* START Provided information *

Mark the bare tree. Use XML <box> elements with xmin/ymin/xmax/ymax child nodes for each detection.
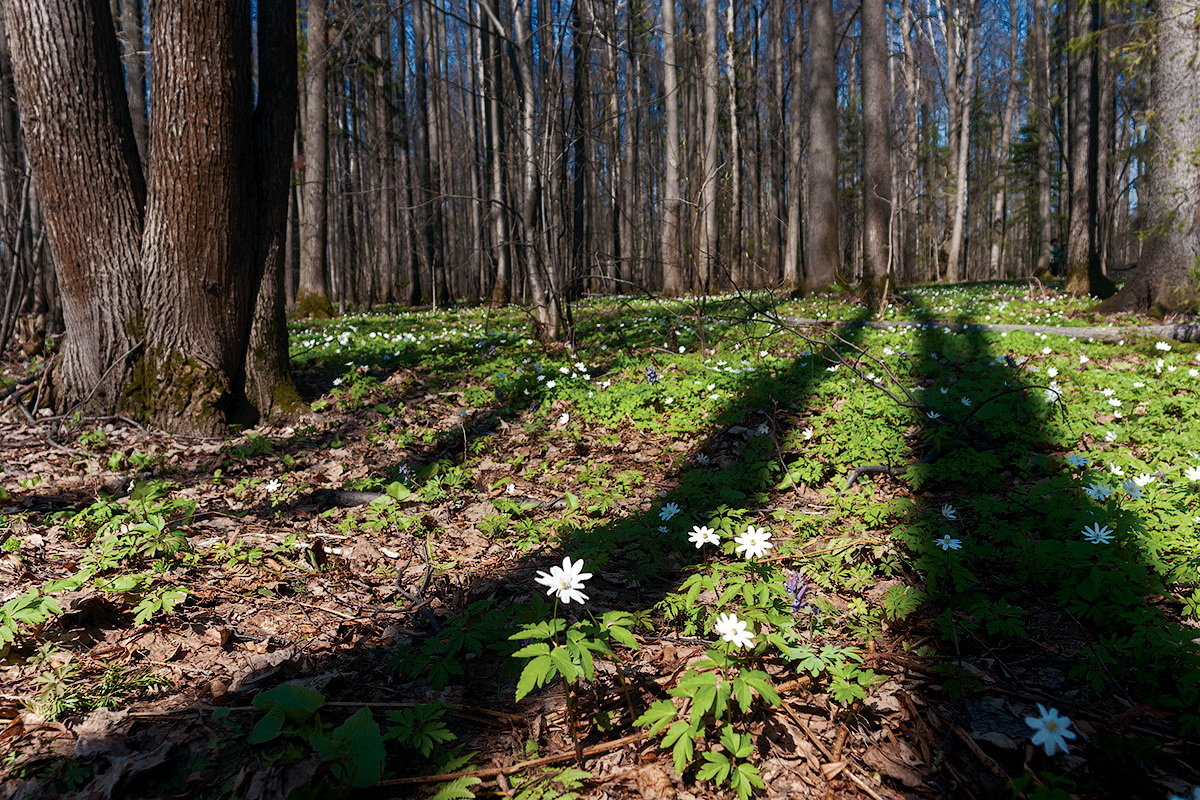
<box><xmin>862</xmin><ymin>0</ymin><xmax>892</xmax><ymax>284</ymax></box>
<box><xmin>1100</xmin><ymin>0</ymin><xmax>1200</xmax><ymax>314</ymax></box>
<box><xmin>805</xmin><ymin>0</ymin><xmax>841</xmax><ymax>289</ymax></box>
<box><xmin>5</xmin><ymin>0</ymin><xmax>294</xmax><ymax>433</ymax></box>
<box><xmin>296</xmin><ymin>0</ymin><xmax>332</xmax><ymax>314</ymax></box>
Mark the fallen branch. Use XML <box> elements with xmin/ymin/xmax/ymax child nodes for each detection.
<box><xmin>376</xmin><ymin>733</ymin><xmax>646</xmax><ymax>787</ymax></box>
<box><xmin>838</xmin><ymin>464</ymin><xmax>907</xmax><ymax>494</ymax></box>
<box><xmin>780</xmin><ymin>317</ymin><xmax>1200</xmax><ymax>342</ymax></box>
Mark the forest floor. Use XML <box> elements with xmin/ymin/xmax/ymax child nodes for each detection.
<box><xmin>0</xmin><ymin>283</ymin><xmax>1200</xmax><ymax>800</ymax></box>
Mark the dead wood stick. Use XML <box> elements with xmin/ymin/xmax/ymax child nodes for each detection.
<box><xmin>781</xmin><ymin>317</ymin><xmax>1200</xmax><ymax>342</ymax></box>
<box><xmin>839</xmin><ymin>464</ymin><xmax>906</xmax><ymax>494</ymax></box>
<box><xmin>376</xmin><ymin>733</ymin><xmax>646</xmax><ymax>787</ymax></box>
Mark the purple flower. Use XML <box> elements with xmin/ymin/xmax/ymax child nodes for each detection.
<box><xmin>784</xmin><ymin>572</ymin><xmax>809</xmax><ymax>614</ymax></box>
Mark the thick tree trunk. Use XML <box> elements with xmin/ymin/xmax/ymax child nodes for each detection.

* END Provided information *

▶ **Required task**:
Set out all the records above as a numbered list, skipping blank lines and leaving out the pictures.

▶ **Written response**:
1. Mark the bare tree. Use XML <box> elements with xmin/ymin/xmax/ymax child nodes for each detection.
2. <box><xmin>862</xmin><ymin>0</ymin><xmax>892</xmax><ymax>284</ymax></box>
3. <box><xmin>1100</xmin><ymin>0</ymin><xmax>1200</xmax><ymax>314</ymax></box>
4. <box><xmin>805</xmin><ymin>0</ymin><xmax>841</xmax><ymax>289</ymax></box>
5. <box><xmin>5</xmin><ymin>0</ymin><xmax>294</xmax><ymax>433</ymax></box>
6. <box><xmin>296</xmin><ymin>0</ymin><xmax>332</xmax><ymax>314</ymax></box>
7. Mark the fallen branch. Use XML <box> elements with xmin/ymin/xmax/ymax child nodes for each detection.
8. <box><xmin>376</xmin><ymin>733</ymin><xmax>646</xmax><ymax>787</ymax></box>
9. <box><xmin>838</xmin><ymin>464</ymin><xmax>907</xmax><ymax>494</ymax></box>
10. <box><xmin>780</xmin><ymin>317</ymin><xmax>1200</xmax><ymax>342</ymax></box>
11. Mark the forest floor. Use XML <box> elements with xmin/ymin/xmax/ymax child nodes for each detection.
12. <box><xmin>0</xmin><ymin>283</ymin><xmax>1200</xmax><ymax>800</ymax></box>
13. Mark the dead wood stick. Use XML <box> elements with xmin/ymin/xmax/ymax child nodes for each detection.
14. <box><xmin>781</xmin><ymin>317</ymin><xmax>1200</xmax><ymax>342</ymax></box>
15. <box><xmin>839</xmin><ymin>464</ymin><xmax>906</xmax><ymax>494</ymax></box>
16. <box><xmin>376</xmin><ymin>733</ymin><xmax>646</xmax><ymax>787</ymax></box>
17. Mark the purple flower. Use XML <box> elements with xmin/ymin/xmax/ymax child nodes for each detection.
18. <box><xmin>784</xmin><ymin>572</ymin><xmax>809</xmax><ymax>614</ymax></box>
19. Mark the thick tree trunk. Use XML <box> elements with xmin/ymin/xmax/ymax child nodes for each detection.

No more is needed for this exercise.